Segmentation dataset records
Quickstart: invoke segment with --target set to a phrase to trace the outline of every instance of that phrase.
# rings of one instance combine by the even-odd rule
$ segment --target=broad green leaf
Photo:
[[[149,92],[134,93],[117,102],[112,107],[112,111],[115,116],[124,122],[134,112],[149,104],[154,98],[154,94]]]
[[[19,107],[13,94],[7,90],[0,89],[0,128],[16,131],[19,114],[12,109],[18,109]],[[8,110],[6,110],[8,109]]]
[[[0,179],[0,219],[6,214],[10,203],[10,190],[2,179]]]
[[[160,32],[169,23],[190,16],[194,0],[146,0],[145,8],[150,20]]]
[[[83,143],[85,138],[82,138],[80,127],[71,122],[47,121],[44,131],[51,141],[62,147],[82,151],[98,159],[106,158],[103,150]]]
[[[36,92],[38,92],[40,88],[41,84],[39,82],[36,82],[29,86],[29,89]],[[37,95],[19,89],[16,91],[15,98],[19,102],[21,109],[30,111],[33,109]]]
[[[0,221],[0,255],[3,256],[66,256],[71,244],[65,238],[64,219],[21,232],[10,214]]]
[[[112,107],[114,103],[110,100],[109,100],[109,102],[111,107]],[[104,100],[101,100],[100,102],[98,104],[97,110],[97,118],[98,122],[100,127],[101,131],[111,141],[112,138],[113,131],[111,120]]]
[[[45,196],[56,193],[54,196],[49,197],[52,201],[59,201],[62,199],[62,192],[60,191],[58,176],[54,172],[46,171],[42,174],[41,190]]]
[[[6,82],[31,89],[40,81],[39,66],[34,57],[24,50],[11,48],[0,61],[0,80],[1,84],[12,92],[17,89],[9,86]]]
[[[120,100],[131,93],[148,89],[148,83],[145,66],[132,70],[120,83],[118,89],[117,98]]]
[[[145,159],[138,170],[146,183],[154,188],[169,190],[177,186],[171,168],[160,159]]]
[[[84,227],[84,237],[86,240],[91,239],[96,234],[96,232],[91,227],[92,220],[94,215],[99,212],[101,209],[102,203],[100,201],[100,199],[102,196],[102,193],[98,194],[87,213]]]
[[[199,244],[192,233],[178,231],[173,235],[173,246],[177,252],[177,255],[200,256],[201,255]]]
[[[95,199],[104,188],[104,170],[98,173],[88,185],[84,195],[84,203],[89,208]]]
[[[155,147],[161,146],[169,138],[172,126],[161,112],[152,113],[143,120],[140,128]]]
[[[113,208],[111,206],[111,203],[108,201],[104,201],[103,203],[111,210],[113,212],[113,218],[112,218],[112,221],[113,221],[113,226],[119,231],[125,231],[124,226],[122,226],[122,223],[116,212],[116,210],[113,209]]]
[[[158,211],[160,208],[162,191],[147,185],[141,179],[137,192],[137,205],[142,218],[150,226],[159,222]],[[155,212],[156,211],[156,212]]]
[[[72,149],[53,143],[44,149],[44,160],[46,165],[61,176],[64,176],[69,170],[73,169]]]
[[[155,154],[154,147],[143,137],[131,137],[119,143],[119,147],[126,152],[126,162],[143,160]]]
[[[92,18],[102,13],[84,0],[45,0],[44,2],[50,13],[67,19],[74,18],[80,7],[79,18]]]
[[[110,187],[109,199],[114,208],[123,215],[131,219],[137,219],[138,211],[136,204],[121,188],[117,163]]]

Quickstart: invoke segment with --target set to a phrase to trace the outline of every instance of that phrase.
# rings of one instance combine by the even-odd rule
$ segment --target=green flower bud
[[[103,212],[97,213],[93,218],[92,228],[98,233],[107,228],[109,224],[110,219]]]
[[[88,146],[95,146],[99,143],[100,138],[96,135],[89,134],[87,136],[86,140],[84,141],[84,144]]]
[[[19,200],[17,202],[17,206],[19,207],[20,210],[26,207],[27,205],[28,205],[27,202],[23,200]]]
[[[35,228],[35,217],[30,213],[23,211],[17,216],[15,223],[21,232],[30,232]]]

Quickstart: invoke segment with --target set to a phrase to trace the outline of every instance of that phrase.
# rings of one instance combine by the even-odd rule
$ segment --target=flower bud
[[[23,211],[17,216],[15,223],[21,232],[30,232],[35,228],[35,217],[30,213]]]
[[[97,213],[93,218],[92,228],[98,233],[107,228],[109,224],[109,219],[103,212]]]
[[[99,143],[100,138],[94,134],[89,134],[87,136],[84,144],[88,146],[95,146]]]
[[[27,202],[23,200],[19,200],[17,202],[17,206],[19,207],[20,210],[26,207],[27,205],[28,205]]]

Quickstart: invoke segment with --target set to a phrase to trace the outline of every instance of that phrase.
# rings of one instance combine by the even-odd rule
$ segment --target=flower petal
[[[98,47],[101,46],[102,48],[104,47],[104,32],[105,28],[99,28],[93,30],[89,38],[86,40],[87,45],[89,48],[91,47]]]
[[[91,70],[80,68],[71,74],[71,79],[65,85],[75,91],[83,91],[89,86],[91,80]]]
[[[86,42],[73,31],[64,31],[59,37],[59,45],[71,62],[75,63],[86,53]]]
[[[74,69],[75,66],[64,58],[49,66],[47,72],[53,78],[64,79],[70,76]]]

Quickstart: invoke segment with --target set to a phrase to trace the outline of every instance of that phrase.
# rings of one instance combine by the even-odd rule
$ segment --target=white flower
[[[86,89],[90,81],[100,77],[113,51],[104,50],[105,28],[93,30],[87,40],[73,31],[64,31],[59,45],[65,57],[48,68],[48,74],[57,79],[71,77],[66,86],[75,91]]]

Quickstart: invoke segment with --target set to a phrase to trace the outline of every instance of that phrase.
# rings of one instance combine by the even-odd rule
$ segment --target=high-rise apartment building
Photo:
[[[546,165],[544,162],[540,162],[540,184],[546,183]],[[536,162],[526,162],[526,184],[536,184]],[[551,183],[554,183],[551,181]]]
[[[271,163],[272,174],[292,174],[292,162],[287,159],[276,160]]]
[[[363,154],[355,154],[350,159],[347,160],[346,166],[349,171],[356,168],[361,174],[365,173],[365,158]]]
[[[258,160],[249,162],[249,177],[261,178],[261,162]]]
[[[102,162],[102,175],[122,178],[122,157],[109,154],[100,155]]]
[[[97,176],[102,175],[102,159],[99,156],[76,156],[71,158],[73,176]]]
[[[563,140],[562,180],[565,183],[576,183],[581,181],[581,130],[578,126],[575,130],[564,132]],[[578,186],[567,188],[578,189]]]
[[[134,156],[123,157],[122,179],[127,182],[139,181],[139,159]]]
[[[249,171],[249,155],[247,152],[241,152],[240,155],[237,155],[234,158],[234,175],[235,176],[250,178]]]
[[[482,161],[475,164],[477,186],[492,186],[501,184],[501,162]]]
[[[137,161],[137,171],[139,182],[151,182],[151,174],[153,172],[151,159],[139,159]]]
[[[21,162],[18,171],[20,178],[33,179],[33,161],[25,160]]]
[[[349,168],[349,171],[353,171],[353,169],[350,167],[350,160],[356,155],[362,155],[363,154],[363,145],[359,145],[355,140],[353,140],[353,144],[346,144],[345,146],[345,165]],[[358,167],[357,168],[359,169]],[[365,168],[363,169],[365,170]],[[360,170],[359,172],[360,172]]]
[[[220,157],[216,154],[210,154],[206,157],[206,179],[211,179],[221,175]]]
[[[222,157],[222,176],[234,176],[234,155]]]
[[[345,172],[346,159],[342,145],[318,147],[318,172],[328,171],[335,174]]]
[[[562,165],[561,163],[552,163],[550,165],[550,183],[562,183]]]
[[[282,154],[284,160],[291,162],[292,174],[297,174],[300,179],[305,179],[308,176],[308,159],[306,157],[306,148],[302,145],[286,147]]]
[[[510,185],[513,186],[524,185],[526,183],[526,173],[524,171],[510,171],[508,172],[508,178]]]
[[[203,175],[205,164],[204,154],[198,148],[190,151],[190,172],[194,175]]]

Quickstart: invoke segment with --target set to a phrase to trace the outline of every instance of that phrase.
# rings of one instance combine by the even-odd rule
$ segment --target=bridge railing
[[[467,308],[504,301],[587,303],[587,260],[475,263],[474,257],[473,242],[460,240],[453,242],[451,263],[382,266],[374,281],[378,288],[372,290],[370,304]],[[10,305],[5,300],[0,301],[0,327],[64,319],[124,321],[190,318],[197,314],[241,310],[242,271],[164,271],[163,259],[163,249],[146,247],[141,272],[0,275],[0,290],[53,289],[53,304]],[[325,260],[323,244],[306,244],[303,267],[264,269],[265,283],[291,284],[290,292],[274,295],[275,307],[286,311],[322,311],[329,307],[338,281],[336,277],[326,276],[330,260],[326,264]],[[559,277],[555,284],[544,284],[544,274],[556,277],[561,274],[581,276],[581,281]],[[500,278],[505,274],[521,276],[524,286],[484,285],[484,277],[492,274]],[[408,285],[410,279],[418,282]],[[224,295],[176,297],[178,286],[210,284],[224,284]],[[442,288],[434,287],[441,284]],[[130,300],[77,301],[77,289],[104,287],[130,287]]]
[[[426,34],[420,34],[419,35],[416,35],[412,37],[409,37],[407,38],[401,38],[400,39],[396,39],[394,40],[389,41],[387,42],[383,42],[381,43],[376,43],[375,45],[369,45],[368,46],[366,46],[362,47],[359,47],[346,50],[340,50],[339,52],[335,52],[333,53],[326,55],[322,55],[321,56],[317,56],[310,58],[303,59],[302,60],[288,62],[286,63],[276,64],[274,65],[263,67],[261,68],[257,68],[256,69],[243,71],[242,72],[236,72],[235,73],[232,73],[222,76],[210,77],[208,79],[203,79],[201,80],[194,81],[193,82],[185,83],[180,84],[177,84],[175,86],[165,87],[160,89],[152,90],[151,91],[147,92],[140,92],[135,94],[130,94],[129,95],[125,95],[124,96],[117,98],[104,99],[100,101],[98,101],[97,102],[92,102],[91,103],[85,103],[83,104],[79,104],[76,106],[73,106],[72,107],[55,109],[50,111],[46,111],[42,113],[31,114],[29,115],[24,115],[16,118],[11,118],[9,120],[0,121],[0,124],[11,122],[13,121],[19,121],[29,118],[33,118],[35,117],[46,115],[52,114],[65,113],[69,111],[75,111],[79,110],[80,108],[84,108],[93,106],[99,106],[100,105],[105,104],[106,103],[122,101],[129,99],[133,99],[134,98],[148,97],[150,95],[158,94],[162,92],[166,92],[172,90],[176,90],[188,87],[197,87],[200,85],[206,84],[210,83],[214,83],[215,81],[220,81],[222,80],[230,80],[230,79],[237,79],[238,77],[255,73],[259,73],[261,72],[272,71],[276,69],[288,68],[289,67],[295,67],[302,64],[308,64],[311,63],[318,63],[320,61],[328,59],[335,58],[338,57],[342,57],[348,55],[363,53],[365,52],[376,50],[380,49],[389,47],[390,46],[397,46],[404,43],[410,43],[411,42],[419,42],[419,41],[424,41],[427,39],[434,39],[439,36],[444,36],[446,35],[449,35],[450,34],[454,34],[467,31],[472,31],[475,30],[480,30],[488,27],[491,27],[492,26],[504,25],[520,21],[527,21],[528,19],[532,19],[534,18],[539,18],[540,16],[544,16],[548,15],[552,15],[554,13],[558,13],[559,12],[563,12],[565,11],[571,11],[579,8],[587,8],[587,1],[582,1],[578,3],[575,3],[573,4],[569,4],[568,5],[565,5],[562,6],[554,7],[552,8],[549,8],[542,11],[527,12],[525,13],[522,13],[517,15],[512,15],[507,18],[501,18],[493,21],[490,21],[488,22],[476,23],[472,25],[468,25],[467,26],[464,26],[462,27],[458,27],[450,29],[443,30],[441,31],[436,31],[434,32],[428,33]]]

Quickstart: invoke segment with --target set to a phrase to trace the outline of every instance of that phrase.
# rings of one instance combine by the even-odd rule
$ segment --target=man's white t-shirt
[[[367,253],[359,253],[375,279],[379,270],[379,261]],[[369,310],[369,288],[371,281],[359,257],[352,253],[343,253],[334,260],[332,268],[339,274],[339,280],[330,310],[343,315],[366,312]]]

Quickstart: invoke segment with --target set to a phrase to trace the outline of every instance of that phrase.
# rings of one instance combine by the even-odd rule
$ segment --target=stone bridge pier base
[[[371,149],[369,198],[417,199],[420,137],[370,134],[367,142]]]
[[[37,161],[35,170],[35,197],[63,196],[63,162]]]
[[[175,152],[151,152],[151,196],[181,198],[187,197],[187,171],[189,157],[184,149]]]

## Exercise objective
Pick out each line of the segmentation dataset records above that contains the word "bridge". Case counts.

## Full answer
$ segment --target=bridge railing
$ segment --target=stone bridge pier base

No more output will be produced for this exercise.